What you have to do: Repeat, without any change, the entries presented below.
######
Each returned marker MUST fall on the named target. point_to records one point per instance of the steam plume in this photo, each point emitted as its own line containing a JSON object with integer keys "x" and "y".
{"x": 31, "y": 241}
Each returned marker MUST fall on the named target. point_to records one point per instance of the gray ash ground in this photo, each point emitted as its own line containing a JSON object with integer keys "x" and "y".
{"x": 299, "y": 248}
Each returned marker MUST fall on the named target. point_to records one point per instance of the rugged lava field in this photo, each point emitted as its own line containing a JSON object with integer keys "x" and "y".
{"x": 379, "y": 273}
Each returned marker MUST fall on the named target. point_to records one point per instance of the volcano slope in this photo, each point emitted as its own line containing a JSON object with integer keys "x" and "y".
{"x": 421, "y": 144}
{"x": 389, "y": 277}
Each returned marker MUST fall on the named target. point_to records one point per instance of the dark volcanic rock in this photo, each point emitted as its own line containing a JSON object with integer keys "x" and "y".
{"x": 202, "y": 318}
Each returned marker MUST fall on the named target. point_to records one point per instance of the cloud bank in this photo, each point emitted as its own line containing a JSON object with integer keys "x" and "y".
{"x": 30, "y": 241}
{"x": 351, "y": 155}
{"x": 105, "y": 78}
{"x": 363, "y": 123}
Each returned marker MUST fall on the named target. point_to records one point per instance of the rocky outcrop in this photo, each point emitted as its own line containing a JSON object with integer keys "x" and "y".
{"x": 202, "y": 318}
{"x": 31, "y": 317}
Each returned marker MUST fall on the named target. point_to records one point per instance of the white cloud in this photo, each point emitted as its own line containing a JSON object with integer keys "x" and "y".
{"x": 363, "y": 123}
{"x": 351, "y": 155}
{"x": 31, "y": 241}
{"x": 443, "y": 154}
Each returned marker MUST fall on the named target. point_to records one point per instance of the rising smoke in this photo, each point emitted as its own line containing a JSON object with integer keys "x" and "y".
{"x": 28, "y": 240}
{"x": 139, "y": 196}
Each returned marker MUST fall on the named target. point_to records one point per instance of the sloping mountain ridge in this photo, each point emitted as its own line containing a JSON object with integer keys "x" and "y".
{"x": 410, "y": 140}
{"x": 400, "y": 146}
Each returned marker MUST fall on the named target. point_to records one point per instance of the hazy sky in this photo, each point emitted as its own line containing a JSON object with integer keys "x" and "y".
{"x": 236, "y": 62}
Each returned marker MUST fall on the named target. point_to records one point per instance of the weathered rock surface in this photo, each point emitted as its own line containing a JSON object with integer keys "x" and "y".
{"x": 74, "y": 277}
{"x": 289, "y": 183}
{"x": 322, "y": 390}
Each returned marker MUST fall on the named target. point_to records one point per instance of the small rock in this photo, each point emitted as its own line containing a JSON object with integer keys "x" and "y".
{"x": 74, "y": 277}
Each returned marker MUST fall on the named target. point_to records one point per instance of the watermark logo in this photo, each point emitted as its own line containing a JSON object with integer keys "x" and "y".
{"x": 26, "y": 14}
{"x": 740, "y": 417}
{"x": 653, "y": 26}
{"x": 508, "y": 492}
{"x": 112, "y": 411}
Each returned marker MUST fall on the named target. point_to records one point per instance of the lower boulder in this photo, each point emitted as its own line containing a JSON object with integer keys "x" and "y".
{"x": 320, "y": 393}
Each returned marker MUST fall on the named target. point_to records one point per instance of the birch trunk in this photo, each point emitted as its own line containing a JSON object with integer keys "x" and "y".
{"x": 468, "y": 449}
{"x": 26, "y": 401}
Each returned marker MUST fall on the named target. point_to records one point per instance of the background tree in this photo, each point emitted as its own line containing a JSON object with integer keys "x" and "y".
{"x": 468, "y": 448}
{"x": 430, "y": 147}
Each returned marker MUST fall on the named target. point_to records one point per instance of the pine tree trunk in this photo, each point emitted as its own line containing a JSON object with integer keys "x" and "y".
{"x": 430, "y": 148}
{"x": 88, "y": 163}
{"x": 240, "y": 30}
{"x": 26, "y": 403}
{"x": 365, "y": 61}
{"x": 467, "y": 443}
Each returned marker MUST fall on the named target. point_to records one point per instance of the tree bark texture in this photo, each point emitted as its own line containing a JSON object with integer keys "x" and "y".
######
Full output:
Each returned marker MUST fall on the named target. point_to records one point per instance of the steam plume in this photo, each point emitted as its own line containing a JSON object with integer keys "x" and "y".
{"x": 31, "y": 241}
Each returned marker MUST fall on the named target. point_to records one point per instance of the gray ash ground in this photo, each point emitted as its own line containing a JSON object with integer keys "x" and "y".
{"x": 299, "y": 248}
Each returned marker MUST fall on the named target. point_to records one point per instance of the rugged lava field in this photo, each point emitted as its own line containing a JSON object with integer keys "x" and "y".
{"x": 379, "y": 273}
Each returned marker MUST fall on the named target. point_to records one point per instance of the volcano slope in this photo, each point emitted as its own line containing a JSON object with integer keys "x" and "y".
{"x": 421, "y": 144}
{"x": 389, "y": 277}
Each returned marker MUST fall on the named target. point_to records one point per instance of the dark volcanic rock in this photo, each point emitted as its own line containing a JSON object with integer keys "x" and "y".
{"x": 202, "y": 318}
Each returned marker MUST fall on the named target. point_to records one point per instance of the cloud bank in this photo, each point emitted as its own line containing a JSON object with integer keys "x" and "y".
{"x": 30, "y": 241}
{"x": 351, "y": 155}
{"x": 105, "y": 78}
{"x": 363, "y": 123}
Each returned marker MUST fall on the named target. point_to records one point per instance of the rocky outcrop in this photo, each point emitted as its own line containing a JSON object with integer keys "x" and "y".
{"x": 202, "y": 318}
{"x": 31, "y": 317}
Each returned marker MUST fall on the named target. point_to records one point per instance of the white cloud in this photo, each point emitted as its own line containing a JSON object with integer keys "x" and "y".
{"x": 363, "y": 123}
{"x": 351, "y": 155}
{"x": 31, "y": 241}
{"x": 443, "y": 154}
Each returned marker MUST fall on the named target. point_to records one point per instance of the rising smoke in this photo, each point emitted as its own line containing a JSON object with integer keys "x" and "y".
{"x": 28, "y": 240}
{"x": 139, "y": 196}
Each returned marker MUST fall on the named target. point_to records one point per instance of the sloping mountain ridge in this photo, each point emitted as its own line containing a JSON object with integer keys "x" and "y".
{"x": 410, "y": 140}
{"x": 400, "y": 146}
Each returned marker MUST fall on the named target. point_to records one point per instance of the hazy sky in this photo, each point emitted as its own line containing a JSON object with integer keys "x" and "y".
{"x": 236, "y": 62}
Each returned marker MUST fall on the named target. point_to records one point per instance of the weathered rock surface in this photo, each point emitted as its own line containing a JSON object with integer keys "x" and "y".
{"x": 74, "y": 277}
{"x": 289, "y": 183}
{"x": 322, "y": 390}
Each returned marker MUST fall on the named target. point_to records one point per instance of the small rock in this photo, each point emitted as its own line containing a JSON object with integer keys "x" and "y".
{"x": 74, "y": 277}
Each returned marker MUST fall on the named target. point_to records one point per instance of the watermark logo in this photo, each point emitted as its own line containing a JSON object with integer keys "x" and "y".
{"x": 26, "y": 14}
{"x": 740, "y": 417}
{"x": 653, "y": 26}
{"x": 508, "y": 492}
{"x": 112, "y": 411}
Each returned marker MUST fall on the named target. point_to records one point per instance of the lower boulder in this photo, each point emitted as its own line containing a JSON object with integer keys "x" and "y".
{"x": 320, "y": 393}
Each returned marker MUST fall on the named target. point_to records one point per instance of the birch trunk in this photo, each point emitted as its own line containing a JSON object with integer keys "x" and "y".
{"x": 468, "y": 449}
{"x": 26, "y": 401}
Each returned marker MUST fall on the named target. point_to records one point per instance of the background tree in this photo, each point emitted as its own line containing a JSON object with integer keys "x" and "y".
{"x": 468, "y": 448}
{"x": 430, "y": 147}
Each returned marker MUST fall on the named target. point_to records one point per instance of the pine tree trunk in this photo, each point emitted as its own line containing a JSON object with integer keys "x" and "y".
{"x": 430, "y": 148}
{"x": 88, "y": 163}
{"x": 240, "y": 30}
{"x": 26, "y": 403}
{"x": 365, "y": 61}
{"x": 467, "y": 443}
Each returned marker MUST fall on the named target. point_to records one point per instance of the tree bark texture in this photo, each point emitted as its own line containing a JSON object with integer keys "x" and "y".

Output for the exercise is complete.